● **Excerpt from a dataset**

# # #

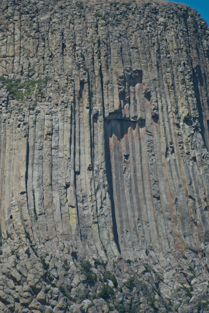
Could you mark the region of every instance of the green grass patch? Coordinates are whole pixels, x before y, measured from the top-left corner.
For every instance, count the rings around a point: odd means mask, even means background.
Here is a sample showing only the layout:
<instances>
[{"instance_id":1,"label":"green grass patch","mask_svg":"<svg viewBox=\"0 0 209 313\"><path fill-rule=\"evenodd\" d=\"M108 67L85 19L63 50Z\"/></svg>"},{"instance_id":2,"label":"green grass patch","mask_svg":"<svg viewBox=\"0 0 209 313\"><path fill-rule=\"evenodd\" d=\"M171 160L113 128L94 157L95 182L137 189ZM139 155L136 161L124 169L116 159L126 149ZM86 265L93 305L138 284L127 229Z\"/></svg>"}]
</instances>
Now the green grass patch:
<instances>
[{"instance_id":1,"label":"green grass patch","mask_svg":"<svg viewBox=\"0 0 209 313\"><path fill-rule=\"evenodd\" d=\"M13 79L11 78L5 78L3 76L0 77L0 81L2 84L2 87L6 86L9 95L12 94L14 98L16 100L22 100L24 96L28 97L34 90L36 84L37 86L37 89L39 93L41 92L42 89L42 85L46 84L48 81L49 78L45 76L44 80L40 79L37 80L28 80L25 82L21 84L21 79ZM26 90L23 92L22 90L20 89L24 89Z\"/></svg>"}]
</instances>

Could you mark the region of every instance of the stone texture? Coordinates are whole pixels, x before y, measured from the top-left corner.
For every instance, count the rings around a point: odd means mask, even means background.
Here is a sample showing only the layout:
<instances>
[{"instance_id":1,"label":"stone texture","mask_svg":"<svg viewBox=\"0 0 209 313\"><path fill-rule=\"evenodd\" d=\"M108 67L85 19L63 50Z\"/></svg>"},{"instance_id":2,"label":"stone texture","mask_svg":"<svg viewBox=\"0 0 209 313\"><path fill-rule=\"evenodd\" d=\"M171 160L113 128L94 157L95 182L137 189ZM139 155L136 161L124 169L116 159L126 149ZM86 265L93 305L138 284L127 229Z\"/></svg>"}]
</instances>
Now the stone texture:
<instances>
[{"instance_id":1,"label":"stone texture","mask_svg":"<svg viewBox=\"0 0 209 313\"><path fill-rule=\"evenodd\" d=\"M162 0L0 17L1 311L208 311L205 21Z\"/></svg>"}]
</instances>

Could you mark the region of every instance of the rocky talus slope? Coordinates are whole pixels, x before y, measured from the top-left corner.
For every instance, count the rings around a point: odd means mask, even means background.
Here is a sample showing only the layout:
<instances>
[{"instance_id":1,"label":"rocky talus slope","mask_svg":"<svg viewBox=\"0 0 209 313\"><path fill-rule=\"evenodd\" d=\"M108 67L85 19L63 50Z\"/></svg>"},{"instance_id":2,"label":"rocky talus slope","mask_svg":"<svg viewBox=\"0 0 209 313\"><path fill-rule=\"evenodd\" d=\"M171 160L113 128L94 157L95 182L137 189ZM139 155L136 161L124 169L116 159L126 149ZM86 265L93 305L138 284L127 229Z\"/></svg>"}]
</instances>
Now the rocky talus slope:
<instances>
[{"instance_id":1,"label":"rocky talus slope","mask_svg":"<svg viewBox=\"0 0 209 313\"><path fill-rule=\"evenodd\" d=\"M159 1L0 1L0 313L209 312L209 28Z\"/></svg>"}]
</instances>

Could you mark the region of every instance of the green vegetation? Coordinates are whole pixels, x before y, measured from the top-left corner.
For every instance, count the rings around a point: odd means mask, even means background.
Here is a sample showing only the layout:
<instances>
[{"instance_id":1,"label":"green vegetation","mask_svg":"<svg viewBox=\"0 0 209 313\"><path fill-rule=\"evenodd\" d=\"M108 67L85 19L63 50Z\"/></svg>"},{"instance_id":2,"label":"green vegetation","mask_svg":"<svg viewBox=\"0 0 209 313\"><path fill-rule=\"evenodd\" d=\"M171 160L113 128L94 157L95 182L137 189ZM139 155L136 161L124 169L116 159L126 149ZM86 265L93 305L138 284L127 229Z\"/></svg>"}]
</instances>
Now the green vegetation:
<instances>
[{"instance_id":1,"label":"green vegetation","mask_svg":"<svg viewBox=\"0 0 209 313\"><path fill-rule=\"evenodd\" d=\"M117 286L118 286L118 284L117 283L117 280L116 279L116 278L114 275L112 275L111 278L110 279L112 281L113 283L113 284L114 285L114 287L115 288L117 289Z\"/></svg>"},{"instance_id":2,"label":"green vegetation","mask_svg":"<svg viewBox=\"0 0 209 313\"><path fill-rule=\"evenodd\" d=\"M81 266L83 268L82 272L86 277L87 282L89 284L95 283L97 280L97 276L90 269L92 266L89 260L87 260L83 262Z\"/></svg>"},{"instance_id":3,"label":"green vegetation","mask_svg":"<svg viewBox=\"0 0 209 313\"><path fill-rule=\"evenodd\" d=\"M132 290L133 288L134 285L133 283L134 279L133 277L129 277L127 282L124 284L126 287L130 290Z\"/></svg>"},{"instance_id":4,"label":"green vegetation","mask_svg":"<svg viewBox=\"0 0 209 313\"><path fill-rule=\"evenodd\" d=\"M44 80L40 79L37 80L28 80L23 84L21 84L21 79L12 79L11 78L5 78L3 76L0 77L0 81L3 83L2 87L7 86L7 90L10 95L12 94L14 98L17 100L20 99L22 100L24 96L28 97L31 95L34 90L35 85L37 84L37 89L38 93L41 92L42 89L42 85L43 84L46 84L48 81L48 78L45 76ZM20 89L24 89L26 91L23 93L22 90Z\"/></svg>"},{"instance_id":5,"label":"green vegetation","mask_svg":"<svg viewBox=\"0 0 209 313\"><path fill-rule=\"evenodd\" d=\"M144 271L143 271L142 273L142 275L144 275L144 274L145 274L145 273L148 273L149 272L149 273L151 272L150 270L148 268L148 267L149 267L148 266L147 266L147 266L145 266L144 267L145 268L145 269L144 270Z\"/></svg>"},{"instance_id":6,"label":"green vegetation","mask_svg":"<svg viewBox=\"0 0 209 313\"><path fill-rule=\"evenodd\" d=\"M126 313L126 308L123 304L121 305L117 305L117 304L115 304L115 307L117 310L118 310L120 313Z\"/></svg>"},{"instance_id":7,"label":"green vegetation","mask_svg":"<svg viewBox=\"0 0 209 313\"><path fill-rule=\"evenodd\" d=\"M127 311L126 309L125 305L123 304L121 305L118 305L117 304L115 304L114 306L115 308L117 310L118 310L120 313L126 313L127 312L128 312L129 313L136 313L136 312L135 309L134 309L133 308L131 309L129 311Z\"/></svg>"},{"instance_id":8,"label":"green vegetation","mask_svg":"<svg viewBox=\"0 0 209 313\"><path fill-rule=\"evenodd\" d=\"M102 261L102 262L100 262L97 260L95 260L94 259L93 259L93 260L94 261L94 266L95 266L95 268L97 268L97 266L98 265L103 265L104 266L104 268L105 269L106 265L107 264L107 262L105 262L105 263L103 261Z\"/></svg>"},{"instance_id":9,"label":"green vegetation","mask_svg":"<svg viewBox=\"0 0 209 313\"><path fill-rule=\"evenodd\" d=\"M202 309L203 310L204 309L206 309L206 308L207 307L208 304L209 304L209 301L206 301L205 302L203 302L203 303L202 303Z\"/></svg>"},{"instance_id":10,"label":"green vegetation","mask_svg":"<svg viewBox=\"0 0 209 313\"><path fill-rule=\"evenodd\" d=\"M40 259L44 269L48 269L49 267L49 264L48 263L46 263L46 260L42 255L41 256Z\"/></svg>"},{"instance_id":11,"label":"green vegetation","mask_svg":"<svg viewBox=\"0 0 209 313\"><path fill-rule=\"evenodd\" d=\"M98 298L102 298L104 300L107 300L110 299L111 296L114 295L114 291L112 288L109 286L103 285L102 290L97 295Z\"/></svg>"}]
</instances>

# # #

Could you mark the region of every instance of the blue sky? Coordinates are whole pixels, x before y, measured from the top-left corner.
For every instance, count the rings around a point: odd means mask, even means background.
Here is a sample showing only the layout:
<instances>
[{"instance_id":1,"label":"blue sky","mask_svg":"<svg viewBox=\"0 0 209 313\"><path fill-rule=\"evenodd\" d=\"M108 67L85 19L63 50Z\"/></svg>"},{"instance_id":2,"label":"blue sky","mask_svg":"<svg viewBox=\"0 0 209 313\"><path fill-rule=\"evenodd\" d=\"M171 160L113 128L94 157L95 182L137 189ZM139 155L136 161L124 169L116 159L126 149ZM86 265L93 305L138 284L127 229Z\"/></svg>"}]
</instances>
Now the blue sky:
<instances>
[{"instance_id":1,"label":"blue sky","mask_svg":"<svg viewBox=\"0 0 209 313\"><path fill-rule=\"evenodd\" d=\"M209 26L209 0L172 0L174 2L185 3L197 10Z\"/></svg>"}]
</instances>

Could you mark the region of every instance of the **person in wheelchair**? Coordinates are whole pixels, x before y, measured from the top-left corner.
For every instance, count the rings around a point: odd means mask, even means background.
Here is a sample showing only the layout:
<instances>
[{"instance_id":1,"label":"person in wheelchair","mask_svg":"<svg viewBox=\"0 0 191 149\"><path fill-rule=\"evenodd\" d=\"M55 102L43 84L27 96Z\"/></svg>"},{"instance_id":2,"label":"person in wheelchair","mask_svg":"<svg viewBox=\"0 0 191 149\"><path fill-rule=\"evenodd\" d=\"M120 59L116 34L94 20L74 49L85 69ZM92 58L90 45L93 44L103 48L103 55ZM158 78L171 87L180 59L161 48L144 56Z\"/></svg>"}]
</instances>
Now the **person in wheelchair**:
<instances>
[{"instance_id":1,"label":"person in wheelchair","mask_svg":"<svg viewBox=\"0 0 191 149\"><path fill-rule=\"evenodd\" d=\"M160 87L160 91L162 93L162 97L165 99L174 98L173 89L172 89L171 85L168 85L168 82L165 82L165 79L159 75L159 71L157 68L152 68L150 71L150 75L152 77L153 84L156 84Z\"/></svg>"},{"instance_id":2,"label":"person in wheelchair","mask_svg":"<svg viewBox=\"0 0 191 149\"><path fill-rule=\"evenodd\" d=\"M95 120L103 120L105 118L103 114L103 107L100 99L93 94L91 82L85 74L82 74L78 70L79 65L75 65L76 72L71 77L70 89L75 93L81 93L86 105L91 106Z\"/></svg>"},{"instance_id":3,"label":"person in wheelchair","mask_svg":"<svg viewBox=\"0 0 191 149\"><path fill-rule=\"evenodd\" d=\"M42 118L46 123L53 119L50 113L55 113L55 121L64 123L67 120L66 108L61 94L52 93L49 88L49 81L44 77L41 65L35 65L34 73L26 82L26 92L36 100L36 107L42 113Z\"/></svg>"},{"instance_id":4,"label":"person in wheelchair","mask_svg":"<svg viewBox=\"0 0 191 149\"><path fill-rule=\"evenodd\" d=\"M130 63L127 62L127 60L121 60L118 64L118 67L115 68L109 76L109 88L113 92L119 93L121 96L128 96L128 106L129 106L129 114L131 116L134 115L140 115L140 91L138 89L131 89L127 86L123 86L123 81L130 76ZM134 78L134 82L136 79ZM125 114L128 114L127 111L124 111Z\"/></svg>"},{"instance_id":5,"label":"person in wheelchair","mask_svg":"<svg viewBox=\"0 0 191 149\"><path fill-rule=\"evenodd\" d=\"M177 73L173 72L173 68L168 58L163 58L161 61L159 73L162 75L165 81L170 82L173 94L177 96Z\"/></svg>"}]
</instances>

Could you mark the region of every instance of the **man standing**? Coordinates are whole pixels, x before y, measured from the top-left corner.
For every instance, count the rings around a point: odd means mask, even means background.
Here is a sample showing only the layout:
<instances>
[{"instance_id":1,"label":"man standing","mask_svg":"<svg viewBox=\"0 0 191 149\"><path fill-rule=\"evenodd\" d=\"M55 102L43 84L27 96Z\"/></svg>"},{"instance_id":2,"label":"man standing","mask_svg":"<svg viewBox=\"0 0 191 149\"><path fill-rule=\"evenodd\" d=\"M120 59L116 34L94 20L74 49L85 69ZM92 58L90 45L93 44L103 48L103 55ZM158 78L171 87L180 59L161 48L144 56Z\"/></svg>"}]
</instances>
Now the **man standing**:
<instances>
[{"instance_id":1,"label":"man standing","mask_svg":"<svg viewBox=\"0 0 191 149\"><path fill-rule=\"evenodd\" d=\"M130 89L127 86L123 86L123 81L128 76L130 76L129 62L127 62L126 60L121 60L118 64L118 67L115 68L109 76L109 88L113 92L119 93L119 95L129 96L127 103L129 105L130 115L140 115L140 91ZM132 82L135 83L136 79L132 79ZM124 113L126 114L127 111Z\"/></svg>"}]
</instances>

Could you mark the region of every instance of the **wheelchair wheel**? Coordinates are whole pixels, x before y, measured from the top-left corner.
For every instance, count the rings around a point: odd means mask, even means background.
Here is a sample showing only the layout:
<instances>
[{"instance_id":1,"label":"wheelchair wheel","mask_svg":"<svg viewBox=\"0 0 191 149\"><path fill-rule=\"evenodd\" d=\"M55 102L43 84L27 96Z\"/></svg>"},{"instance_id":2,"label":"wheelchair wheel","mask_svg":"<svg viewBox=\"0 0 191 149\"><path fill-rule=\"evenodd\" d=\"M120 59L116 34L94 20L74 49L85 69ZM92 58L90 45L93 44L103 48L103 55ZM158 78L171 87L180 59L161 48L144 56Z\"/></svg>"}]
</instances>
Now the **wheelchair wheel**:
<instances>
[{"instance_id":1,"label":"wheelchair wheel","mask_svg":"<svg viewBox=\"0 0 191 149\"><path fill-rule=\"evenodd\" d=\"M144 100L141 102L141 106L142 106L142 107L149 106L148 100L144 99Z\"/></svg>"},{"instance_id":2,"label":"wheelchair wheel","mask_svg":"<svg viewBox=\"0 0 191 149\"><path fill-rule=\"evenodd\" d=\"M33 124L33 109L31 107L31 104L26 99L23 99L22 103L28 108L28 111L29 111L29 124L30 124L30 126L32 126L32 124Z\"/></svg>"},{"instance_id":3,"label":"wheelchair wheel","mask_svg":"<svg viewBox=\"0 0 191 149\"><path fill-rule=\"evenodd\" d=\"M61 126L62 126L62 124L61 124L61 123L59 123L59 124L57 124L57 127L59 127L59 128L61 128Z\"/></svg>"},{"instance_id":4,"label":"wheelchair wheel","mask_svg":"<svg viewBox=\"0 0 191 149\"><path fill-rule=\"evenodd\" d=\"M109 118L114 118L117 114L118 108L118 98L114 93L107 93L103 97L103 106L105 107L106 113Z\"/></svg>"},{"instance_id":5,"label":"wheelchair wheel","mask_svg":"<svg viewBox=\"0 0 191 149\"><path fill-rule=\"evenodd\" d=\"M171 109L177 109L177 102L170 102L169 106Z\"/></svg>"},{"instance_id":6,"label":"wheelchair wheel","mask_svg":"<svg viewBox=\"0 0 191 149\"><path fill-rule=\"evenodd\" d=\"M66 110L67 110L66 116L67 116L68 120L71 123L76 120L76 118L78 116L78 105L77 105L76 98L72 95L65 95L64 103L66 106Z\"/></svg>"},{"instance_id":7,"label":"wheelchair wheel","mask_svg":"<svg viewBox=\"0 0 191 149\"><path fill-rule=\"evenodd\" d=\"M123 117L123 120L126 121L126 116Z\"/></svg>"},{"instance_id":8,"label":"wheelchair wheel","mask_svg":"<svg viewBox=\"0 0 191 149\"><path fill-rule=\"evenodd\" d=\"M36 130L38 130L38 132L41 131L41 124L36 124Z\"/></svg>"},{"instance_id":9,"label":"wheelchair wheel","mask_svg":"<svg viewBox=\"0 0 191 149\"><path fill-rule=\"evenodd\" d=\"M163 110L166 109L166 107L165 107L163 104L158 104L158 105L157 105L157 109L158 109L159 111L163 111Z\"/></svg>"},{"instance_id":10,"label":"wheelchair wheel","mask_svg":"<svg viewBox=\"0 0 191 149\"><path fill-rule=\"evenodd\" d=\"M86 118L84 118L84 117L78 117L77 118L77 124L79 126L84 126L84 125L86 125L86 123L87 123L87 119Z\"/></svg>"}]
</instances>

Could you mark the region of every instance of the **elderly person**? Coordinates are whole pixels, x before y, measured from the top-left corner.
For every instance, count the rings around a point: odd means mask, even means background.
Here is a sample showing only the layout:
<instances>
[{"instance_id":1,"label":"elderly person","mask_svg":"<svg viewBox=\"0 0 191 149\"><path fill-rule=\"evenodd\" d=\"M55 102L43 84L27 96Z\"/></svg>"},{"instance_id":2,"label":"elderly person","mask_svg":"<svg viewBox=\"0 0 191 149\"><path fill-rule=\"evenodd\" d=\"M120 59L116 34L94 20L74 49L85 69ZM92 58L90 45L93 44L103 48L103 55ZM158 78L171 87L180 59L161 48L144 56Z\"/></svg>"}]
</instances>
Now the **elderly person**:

# # #

● **Request**
Collect every line of the data above that contains the string "elderly", matching case exactly.

● **Response to the task**
Could you mark the region of every instance of the **elderly person**? Coordinates are whole pixels, x before y, measured from the top-left corner.
[{"instance_id":1,"label":"elderly person","mask_svg":"<svg viewBox=\"0 0 191 149\"><path fill-rule=\"evenodd\" d=\"M55 102L43 84L27 96Z\"/></svg>"},{"instance_id":2,"label":"elderly person","mask_svg":"<svg viewBox=\"0 0 191 149\"><path fill-rule=\"evenodd\" d=\"M120 59L116 34L94 20L74 49L85 69ZM92 58L90 45L93 44L103 48L103 55ZM158 78L171 87L180 59L161 48L144 56Z\"/></svg>"}]
Now the **elderly person**:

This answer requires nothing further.